──────── PROVIDED RECORDS
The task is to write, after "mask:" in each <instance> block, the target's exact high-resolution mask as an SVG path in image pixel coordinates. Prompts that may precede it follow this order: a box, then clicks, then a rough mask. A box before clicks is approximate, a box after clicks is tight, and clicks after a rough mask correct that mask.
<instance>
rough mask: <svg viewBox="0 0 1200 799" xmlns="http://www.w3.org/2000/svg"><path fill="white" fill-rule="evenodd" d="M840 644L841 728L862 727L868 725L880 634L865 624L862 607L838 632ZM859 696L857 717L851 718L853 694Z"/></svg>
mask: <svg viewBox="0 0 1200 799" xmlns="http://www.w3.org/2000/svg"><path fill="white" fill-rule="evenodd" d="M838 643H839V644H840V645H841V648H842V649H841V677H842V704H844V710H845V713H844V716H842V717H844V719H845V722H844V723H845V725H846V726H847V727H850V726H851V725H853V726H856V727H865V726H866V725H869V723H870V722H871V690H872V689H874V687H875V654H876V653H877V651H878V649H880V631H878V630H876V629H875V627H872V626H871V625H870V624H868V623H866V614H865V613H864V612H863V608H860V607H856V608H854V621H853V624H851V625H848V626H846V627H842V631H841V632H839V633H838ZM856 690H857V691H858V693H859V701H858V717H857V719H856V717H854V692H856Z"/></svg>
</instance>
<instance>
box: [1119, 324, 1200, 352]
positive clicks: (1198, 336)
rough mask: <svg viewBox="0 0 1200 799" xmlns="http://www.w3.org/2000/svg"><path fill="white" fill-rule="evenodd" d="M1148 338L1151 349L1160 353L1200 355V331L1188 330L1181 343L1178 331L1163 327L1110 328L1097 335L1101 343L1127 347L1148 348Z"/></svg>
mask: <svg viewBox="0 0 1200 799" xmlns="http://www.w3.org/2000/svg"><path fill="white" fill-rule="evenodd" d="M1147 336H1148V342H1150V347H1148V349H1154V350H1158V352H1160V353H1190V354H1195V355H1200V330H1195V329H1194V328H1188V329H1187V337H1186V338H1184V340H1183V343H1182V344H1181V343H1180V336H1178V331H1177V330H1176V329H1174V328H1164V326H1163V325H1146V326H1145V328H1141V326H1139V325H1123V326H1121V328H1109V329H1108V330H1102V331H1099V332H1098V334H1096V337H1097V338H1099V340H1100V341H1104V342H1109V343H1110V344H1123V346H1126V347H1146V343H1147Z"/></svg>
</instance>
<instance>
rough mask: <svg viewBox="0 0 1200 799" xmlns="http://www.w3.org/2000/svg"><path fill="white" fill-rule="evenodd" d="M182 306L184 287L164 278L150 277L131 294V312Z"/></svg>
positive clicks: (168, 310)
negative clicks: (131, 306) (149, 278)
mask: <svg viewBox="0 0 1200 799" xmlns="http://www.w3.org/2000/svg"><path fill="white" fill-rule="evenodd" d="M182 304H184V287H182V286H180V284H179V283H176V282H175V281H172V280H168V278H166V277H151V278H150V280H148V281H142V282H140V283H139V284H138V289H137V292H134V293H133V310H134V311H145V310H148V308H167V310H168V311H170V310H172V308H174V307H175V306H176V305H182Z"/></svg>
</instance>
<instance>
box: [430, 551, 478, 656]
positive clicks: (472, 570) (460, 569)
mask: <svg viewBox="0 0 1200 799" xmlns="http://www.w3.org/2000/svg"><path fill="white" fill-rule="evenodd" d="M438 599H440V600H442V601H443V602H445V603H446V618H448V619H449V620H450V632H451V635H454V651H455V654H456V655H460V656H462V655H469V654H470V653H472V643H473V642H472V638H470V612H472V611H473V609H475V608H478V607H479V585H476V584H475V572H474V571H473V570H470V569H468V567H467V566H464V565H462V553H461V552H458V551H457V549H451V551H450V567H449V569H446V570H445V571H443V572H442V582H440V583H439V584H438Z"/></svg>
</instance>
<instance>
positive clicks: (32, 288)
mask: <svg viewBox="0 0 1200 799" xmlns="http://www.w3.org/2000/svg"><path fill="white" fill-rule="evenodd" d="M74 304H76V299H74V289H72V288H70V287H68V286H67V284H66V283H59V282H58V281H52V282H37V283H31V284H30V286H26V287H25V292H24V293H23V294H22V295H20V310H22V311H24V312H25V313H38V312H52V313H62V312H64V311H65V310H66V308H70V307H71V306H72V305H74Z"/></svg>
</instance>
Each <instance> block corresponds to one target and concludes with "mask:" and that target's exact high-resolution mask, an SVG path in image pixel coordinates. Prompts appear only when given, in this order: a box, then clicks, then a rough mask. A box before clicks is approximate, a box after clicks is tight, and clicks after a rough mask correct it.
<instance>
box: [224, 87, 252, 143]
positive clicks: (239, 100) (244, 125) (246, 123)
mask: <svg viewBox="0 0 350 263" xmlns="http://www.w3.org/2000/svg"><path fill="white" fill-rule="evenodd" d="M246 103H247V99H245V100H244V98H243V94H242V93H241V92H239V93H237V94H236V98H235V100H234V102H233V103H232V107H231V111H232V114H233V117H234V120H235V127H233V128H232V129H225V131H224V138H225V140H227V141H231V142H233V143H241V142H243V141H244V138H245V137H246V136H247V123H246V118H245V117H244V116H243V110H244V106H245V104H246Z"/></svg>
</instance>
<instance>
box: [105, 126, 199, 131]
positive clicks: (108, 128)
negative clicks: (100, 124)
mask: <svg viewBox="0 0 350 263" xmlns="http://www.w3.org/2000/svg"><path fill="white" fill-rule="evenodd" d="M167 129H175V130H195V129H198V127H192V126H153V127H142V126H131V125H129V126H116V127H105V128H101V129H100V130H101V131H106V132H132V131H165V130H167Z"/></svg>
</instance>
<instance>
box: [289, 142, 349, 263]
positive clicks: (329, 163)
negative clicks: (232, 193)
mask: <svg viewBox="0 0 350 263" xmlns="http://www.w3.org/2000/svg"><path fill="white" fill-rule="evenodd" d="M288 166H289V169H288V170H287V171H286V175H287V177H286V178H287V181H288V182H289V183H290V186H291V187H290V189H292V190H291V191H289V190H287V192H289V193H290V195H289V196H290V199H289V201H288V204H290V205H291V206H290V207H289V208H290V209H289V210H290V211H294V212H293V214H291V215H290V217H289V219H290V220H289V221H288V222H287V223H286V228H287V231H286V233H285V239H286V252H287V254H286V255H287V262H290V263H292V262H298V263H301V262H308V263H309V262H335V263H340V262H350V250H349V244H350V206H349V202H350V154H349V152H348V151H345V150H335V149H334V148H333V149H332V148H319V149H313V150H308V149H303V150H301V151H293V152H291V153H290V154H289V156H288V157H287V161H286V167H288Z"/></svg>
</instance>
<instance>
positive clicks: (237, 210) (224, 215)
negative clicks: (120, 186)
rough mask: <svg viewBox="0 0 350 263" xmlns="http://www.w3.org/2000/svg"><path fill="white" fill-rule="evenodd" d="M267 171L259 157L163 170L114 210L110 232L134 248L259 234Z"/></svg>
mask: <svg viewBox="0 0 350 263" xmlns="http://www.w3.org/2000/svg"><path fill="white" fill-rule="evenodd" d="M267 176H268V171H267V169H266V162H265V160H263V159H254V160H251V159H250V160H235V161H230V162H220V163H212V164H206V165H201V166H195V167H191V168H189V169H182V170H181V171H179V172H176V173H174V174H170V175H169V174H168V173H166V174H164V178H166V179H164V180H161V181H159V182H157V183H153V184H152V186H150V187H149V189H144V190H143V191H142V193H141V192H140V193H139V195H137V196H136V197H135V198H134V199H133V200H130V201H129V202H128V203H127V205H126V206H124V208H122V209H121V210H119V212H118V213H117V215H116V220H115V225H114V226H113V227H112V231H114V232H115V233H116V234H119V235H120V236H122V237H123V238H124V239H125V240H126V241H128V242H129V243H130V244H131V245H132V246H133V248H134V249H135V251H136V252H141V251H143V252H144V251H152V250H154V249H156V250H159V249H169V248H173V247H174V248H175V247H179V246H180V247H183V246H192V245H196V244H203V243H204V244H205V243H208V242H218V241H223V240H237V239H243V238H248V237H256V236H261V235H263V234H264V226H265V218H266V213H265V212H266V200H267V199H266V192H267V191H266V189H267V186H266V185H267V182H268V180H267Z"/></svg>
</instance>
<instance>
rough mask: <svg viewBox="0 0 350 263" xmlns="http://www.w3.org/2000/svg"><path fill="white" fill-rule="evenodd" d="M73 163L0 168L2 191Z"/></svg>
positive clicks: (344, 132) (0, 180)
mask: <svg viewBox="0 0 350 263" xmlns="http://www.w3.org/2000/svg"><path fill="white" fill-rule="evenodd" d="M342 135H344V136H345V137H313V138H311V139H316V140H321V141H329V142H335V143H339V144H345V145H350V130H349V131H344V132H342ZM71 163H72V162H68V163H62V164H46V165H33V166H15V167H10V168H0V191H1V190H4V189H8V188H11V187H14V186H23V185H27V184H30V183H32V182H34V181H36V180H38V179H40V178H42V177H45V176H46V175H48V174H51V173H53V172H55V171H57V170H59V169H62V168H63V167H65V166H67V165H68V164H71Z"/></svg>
────────────────
#### EXERCISE DETAILS:
Looking at the data above, return every line from the one with "positive clicks: (1198, 336)" down to the one with "positive clicks: (168, 310)", exactly and inclusively.

#### YOUR RESPONSE:
positive clicks: (1198, 336)
rough mask: <svg viewBox="0 0 1200 799" xmlns="http://www.w3.org/2000/svg"><path fill="white" fill-rule="evenodd" d="M1148 338L1151 349L1160 353L1200 355V331L1188 330L1181 343L1178 331L1163 327L1110 328L1097 335L1101 343L1127 347L1148 348Z"/></svg>
mask: <svg viewBox="0 0 1200 799" xmlns="http://www.w3.org/2000/svg"><path fill="white" fill-rule="evenodd" d="M1147 336H1148V342H1150V347H1148V349H1154V350H1158V352H1160V353H1190V354H1195V355H1200V330H1195V329H1194V328H1188V329H1187V337H1186V338H1184V340H1183V343H1182V344H1181V343H1180V336H1178V331H1177V330H1176V329H1174V328H1164V326H1163V325H1146V326H1145V328H1141V326H1139V325H1123V326H1121V328H1109V329H1108V330H1102V331H1099V332H1098V334H1096V337H1097V338H1099V340H1100V341H1104V342H1109V343H1110V344H1123V346H1126V347H1146V343H1147Z"/></svg>
</instance>
<instance>
rough mask: <svg viewBox="0 0 1200 799" xmlns="http://www.w3.org/2000/svg"><path fill="white" fill-rule="evenodd" d="M182 306L184 287L164 278L150 277L131 294V312Z"/></svg>
positive clicks: (168, 310)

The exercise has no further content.